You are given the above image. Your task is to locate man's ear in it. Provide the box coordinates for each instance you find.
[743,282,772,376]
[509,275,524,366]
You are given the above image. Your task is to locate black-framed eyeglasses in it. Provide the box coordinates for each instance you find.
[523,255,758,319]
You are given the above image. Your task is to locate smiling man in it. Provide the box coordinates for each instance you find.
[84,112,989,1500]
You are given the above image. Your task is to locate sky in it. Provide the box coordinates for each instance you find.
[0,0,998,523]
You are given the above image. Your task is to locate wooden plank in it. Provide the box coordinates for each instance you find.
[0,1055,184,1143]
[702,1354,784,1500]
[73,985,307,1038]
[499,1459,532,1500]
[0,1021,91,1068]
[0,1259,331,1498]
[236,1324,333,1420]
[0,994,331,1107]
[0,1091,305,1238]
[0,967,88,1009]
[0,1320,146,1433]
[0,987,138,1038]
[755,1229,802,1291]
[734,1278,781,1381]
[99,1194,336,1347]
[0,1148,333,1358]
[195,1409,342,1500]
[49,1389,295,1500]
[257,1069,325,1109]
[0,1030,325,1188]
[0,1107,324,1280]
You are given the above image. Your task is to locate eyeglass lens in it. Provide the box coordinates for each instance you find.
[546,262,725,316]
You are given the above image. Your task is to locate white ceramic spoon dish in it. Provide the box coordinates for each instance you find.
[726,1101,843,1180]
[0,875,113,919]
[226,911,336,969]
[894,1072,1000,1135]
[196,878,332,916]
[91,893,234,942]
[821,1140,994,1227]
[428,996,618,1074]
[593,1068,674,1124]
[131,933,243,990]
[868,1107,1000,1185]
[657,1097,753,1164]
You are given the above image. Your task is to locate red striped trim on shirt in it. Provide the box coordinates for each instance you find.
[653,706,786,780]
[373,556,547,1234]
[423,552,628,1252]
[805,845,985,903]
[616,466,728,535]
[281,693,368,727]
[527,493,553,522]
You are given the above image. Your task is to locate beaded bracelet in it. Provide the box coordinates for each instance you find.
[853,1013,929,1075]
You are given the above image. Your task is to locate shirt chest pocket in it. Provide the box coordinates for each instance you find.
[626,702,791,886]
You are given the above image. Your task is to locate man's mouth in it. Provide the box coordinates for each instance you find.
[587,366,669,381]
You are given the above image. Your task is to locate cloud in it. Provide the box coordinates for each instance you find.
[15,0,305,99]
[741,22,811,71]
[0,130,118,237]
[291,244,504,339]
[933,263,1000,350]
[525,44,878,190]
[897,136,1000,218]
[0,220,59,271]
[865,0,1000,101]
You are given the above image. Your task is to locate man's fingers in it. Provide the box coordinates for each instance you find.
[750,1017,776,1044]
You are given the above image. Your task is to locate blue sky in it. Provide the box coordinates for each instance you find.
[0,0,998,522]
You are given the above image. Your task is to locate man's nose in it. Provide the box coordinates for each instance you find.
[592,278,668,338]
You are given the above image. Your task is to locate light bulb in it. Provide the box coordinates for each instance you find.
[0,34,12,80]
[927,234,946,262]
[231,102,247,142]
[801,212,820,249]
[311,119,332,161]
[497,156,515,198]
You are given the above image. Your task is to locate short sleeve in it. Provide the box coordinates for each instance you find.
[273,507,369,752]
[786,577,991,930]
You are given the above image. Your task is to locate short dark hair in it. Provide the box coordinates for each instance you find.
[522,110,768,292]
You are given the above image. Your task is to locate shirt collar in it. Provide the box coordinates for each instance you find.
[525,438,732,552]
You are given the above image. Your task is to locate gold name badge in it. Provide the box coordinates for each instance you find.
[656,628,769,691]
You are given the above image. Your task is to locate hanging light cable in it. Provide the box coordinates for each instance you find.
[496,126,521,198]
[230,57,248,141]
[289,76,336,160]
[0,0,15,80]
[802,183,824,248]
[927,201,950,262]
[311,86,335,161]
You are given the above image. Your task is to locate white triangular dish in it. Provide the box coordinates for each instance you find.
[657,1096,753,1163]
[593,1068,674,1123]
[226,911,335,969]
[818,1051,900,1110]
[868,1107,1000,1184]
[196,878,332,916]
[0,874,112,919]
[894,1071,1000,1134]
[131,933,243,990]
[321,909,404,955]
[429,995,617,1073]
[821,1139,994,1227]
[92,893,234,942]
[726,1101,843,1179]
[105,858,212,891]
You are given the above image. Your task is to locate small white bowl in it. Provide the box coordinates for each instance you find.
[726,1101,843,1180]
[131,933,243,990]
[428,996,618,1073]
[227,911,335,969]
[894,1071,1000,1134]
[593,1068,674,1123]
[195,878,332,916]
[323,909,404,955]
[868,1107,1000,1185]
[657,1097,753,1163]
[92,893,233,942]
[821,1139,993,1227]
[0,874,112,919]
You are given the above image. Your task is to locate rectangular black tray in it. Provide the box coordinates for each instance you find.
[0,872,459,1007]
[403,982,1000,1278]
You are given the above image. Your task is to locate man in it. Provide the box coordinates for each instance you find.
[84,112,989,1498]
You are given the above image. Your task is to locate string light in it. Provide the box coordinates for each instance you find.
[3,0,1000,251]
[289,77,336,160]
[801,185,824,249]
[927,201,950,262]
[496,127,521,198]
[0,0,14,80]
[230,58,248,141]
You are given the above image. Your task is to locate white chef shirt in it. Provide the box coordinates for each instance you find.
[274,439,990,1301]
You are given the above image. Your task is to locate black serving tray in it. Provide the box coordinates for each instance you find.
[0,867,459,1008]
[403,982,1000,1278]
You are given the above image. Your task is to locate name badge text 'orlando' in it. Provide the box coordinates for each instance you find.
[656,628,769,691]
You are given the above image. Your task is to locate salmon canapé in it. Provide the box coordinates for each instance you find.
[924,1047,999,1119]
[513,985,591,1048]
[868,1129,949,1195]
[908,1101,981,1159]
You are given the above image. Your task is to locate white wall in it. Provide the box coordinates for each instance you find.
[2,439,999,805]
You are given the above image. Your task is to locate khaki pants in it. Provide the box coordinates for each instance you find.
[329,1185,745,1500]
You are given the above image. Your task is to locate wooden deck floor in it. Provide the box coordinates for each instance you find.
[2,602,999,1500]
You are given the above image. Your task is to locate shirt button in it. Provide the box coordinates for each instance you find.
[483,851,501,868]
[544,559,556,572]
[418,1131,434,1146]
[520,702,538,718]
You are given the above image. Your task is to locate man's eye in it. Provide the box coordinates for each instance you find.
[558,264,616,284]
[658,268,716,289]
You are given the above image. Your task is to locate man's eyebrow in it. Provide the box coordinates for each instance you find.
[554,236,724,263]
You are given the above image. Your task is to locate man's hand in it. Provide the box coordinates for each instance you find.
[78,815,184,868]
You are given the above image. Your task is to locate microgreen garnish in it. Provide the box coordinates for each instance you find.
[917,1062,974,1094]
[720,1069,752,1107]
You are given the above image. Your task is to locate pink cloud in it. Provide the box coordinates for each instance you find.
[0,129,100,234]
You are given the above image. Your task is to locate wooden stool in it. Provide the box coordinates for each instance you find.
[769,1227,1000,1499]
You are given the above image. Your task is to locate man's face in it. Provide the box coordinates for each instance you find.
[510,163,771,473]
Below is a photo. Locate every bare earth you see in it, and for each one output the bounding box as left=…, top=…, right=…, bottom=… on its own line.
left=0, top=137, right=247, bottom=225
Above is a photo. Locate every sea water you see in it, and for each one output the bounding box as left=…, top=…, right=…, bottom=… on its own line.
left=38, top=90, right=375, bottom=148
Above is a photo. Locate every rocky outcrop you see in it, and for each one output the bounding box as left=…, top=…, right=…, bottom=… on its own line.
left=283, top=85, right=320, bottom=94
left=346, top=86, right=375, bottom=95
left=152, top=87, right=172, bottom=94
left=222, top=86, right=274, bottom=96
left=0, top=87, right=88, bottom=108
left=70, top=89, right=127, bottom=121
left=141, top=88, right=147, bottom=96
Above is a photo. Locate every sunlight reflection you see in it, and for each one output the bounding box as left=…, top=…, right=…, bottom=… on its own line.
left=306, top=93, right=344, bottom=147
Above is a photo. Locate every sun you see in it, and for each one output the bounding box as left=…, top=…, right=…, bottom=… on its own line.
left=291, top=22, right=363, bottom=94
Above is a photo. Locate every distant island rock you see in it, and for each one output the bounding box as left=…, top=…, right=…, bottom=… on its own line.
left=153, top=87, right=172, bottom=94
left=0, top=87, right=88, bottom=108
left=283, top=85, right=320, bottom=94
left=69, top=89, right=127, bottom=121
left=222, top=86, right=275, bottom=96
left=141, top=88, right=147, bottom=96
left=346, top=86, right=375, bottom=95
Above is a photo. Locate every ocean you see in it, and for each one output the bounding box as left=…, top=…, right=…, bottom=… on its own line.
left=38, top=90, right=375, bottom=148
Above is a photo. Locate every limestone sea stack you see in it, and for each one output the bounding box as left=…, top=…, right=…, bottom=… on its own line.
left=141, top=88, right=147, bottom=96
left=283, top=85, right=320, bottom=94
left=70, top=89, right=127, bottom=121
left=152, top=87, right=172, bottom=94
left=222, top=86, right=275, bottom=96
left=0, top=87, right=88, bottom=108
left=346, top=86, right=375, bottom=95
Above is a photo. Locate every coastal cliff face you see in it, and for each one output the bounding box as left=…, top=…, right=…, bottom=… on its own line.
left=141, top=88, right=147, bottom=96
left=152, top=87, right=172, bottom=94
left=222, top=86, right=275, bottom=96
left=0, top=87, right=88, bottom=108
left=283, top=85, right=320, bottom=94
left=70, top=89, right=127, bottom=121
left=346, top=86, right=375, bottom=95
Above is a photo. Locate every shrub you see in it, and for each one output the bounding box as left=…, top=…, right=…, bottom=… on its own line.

**What the task asks:** Exactly the lines from the one containing "Above is a photo. Locate every limestone" through the last line of the records are to be transcribed, both endpoints included.

**Result of the task:**
Above is a photo. Locate every limestone sea stack you see in it, and for each one output the bounding box as left=…, top=…, right=…, bottom=… on its own line.
left=141, top=88, right=147, bottom=96
left=283, top=85, right=320, bottom=94
left=70, top=89, right=127, bottom=121
left=152, top=87, right=172, bottom=94
left=222, top=86, right=275, bottom=96
left=0, top=87, right=88, bottom=108
left=346, top=86, right=375, bottom=95
Above is a photo. Locate every coastal cliff face you see in it, and for each one output the bounding box as left=…, top=…, right=…, bottom=… on its own line.
left=141, top=88, right=147, bottom=96
left=152, top=87, right=172, bottom=94
left=222, top=86, right=275, bottom=96
left=0, top=87, right=88, bottom=108
left=283, top=85, right=320, bottom=94
left=70, top=89, right=127, bottom=121
left=346, top=86, right=375, bottom=95
Above is a photo. Locate every shrub you see in it, and for each one output the bounding box as left=…, top=…, right=…, bottom=… on its own line.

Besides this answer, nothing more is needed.